# Exercise objective
Rewrite the rows from the one containing "the black steering" down to the one containing "[[706, 130]]", swapping "black steering wheel rim" for "black steering wheel edge" and leaving everything else as it is.

:: Record list ::

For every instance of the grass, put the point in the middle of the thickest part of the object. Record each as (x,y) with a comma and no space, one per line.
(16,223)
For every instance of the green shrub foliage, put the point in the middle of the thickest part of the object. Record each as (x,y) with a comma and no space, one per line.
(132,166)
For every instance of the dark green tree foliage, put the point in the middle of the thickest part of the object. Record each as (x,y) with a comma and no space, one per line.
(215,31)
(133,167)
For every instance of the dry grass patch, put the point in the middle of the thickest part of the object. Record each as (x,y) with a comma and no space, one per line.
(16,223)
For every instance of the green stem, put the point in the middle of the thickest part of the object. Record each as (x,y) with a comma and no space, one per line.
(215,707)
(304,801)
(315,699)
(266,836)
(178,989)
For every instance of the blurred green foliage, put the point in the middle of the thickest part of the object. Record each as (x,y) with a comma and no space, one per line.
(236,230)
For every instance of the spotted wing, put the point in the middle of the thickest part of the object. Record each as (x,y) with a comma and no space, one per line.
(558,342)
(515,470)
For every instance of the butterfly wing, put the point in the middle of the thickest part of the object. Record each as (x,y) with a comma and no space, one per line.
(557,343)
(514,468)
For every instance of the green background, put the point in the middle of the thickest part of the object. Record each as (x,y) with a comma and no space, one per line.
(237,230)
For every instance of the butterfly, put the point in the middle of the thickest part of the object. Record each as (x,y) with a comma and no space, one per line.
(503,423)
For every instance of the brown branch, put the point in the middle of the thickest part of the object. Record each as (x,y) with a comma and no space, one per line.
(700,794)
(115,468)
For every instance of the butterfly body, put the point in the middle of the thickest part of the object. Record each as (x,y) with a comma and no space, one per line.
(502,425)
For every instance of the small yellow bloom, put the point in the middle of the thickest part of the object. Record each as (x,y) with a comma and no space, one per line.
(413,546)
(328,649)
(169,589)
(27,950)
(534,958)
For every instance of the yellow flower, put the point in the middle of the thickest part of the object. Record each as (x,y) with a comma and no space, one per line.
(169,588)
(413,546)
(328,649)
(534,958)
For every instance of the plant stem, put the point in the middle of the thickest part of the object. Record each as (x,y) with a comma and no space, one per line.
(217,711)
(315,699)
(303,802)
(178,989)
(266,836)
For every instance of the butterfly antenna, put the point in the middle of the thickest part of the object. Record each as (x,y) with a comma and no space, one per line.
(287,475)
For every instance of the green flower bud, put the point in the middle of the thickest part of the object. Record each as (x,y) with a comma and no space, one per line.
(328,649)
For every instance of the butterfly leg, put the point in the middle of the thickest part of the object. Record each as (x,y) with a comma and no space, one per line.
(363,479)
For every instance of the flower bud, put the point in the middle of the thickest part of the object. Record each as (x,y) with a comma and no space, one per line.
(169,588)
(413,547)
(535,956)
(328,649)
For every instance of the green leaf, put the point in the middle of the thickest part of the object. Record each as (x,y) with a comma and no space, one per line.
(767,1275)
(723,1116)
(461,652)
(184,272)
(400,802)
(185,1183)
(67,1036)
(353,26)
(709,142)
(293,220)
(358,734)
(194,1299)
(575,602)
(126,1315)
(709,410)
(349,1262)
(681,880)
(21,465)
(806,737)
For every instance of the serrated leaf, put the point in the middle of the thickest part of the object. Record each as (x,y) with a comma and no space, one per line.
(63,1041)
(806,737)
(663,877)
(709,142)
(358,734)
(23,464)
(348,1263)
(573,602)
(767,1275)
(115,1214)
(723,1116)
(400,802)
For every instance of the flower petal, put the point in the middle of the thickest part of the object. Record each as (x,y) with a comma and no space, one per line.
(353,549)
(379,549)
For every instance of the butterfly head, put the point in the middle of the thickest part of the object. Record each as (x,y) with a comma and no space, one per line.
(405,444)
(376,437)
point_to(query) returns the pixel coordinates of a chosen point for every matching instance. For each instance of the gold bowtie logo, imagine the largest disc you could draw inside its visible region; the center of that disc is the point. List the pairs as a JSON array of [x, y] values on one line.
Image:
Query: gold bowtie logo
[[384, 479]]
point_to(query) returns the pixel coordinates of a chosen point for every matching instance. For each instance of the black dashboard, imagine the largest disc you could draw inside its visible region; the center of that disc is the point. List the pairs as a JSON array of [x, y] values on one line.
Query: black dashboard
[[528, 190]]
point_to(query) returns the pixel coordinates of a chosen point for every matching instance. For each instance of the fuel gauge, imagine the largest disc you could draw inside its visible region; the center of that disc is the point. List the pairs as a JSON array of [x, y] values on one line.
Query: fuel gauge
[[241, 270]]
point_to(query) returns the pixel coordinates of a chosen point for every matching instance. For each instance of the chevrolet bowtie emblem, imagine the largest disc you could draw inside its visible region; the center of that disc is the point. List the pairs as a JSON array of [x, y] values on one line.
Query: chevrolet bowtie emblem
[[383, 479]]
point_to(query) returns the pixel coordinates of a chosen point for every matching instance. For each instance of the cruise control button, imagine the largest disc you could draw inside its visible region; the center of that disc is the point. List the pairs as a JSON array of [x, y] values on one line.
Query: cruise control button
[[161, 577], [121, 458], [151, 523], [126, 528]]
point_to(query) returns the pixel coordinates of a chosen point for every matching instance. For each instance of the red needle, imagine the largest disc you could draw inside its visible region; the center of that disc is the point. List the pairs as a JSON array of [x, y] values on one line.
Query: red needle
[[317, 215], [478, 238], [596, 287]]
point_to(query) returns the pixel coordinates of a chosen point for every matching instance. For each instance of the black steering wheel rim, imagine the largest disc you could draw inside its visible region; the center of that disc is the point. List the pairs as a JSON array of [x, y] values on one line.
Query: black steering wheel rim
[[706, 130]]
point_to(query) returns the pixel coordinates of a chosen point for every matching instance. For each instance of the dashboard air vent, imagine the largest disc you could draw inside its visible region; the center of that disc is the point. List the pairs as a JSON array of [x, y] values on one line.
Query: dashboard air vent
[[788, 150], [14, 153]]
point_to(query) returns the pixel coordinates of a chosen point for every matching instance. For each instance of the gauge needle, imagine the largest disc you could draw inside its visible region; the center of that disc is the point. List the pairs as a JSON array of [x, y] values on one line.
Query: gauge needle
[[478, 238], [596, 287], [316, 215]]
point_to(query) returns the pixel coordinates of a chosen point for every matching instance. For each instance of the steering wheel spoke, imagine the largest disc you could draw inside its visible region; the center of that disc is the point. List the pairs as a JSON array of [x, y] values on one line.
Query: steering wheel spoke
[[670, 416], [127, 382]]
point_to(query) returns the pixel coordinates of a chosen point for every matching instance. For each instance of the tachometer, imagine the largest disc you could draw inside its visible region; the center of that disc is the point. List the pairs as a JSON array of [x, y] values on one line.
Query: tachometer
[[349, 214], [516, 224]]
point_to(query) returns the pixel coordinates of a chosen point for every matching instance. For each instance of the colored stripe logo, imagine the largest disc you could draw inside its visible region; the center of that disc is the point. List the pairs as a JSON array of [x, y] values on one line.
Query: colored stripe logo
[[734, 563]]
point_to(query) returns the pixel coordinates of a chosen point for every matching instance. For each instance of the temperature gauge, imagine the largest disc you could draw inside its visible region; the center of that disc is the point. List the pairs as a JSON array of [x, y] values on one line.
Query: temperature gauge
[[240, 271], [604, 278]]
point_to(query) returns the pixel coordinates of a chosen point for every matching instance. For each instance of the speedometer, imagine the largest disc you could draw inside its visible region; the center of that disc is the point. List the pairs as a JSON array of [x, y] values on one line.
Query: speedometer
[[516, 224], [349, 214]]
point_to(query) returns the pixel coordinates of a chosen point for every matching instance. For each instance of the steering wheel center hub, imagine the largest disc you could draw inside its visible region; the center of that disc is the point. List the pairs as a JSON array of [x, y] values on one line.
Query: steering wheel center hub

:::

# Solution to the exercise
point_to(query) returns the pixel coordinates of a chosen point for every matching instance. For each instance of the black steering wheel edge, imagine the largest disc you could draw inside its visible region; the center of that disc is the point. List the pairs as a JSON array of [x, y] values on one line.
Query: black steering wheel edge
[[706, 130]]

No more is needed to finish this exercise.